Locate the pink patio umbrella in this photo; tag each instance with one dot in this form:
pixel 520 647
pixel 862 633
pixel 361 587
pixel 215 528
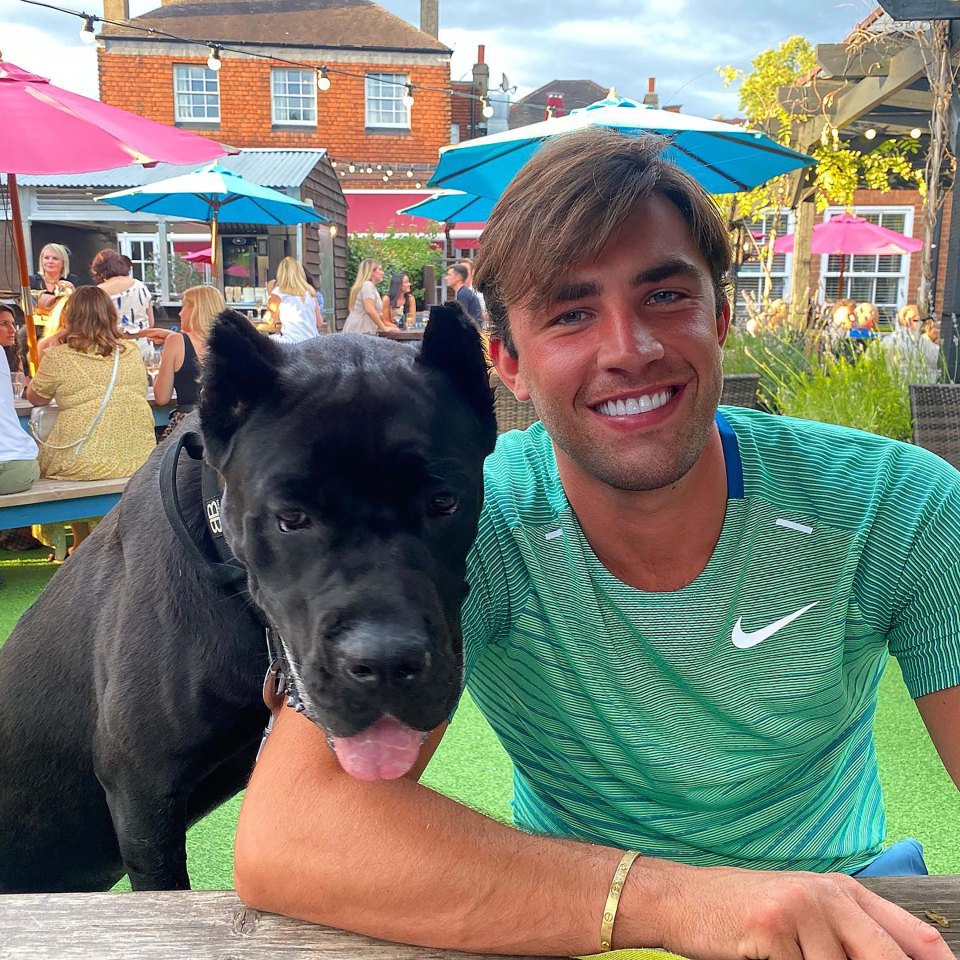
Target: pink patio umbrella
pixel 50 130
pixel 845 235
§
■ Work to do ■
Copy every line of the entries above word for word, leaving out the pictures.

■ Expected answer ■
Locate the pink patio umbrella in this photo; tag each instance with one dot in this form:
pixel 520 647
pixel 862 633
pixel 361 587
pixel 215 528
Target: pink patio umbrella
pixel 50 130
pixel 845 235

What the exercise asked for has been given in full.